● Objetivo do exercício
Informe quantas das linhas abaixo contêm a palavra "railing". Responda somente com o número.

(Itens armazenados)
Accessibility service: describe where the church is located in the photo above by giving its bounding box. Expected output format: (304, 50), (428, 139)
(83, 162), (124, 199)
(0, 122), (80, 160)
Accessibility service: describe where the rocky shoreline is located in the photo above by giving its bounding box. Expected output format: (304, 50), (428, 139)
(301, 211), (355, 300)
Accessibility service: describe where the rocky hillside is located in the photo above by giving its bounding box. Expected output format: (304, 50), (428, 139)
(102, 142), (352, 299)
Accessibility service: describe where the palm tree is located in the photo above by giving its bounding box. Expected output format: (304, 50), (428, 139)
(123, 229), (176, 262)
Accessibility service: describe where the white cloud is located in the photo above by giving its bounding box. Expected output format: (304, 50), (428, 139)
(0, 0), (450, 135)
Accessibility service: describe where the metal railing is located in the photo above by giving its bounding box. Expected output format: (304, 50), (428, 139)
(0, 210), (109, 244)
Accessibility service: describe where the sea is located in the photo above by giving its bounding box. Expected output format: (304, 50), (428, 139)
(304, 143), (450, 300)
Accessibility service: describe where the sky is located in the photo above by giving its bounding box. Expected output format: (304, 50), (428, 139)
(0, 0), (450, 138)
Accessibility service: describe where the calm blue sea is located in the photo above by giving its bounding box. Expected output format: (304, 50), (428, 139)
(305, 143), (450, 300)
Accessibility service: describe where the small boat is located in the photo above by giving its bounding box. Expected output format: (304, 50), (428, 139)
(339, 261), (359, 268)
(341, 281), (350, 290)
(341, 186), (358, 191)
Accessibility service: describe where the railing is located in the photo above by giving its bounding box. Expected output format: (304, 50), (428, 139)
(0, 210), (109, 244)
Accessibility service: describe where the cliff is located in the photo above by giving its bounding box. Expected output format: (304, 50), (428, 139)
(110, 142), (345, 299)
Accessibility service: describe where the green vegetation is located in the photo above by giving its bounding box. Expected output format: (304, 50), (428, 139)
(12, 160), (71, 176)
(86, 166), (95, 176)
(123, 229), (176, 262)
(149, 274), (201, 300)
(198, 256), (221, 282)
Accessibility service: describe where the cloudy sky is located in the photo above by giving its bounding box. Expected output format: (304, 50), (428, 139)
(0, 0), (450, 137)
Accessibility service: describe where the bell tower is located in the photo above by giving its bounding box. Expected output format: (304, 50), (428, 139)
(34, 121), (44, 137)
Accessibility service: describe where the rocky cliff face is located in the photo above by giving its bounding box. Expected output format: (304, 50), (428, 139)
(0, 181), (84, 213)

● Resposta completa
2